* _Requirement 1_
Copy out the corporate tax article from "Corporate tax revenues have" up to and including "44.4% in 2017.".
* _Requirement 2_
Answer these questions using the corporate tax article:
(a) What average share of total corporate tax revenues did large multinational enterprises contribute in 2022?
(b) What was the average combined statutory corporate income tax rate in 2025?
(c) How many jurisdictions does the effective tax rate data now cover?

* _Exercise passage_
________

Corporate Tax Revenues Up as Global Rates Stabilize

Corporate tax revenues have increased while statutory corporate tax rates have remained stable, according to new OECD data released today.

The 2025 edition of OECD Corporate Tax Statistics shows that the share of corporate tax revenues in total tax revenues increased by nearly two percentage points in 2022 - from 15.9% to 17.8% on average across 131 jurisdictions for which data is available. Corporate tax revenues as a share of GDP rose from 3.1% to 3.6% over the same period. Large multinational enterprises (MNEs) continue to play a major role, contributing an average of 47.1% of total corporate tax revenues in 2022, up from 44.4% in 2017.

The data also show continued stabilisation of corporate tax rates. The average combined statutory corporate income tax rate (CIT) across Inclusive Framework jurisdictions declined from 28.0% in 2000 to 21.7% in 2019 and has since remained relatively stable. The average rate stood at 21.2% in 2025, a slight increase from 21.1% in 2024, confirming that the long-term downward trend is levelling off.

The generosity of tax incentives for R&D investment also appears to be stabilising in recent years. While R&D tax relief remains an important policy tool to promote innovation, the data show modest reductions in the generosity of such R&D incentives: the average R&D incentive reduced effective average tax rates (EATRs) by 35.1% in 2021, 34.6% in 2022, 33.5% in 2023, and 34.0% in 2024.

Indicators based on anonymised and aggregated Country-by-Country Reporting (CbCR) data suggest modest reductions in base erosion and profit shifting (BEPS), with some indicators of misalignment of profit and economic substance falling in investment hubs. For example, median profits per employee have fallen by 18.1% relative to 2017, median revenues per employee by 3.0%, and median related-party revenues as a share of total revenue by 9.0%. While these trends could indicate reduced BEPS activity, the 2022 CbCR data may still reflect the effects of the COVID-19 crisis. BEPS indicators also remain significantly higher in investment hubs than in other jurisdictions, suggesting continued misalignment of profit and economic substance, as also highlighted in a recent stocktake report on BEPS.

The 2025 edition of Corporate Tax Statistics provides data on corporate tax systems in more than 170 countries and jurisdictions worldwide and offers the most comprehensive dataset yet on global corporate taxation, covering over 8 700 MNEs worldwide. For the first time, the CbCR data are disaggregated by MNE group size (as measured by unrelated party revenues) and by jurisdiction, offering a more detailed picture of how profits, revenues and taxes are distributed across different types of MNEs and countries.

The publication also expands coverage of effective tax rate (ETR) data from 90 to 104 jurisdictions and introduces new information on BEPS Actions relating to hybrid mismatch arrangements and mandatory disclosure rules (MDRs). These additions continue to strengthen the database as a key resource for policymakers, researchers, and tax administrations.

________

(Referring expression data)

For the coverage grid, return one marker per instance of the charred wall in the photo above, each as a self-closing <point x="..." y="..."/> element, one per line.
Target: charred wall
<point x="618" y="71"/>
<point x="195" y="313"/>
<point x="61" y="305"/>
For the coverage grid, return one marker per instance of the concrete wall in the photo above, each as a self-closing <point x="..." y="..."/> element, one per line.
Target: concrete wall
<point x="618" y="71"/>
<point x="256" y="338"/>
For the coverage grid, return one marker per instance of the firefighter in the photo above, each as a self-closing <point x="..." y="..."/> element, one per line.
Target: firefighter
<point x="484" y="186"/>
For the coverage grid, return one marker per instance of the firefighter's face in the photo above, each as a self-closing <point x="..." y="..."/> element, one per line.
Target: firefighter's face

________

* _Task output 1_
Corporate tax revenues have increased while statutory corporate tax rates have remained stable, according to new OECD data released today.

The 2025 edition of OECD Corporate Tax Statistics shows that the share of corporate tax revenues in total tax revenues increased by nearly two percentage points in 2022 - from 15.9% to 17.8% on average across 131 jurisdictions for which data is available. Corporate tax revenues as a share of GDP rose from 3.1% to 3.6% over the same period. Large multinational enterprises (MNEs) continue to play a major role, contributing an average of 47.1% of total corporate tax revenues in 2022, up from 44.4% in 2017.

* _Task output 2_
(a) 47.1%
(b) 21.2%
(c) 104 jurisdictions, up from 90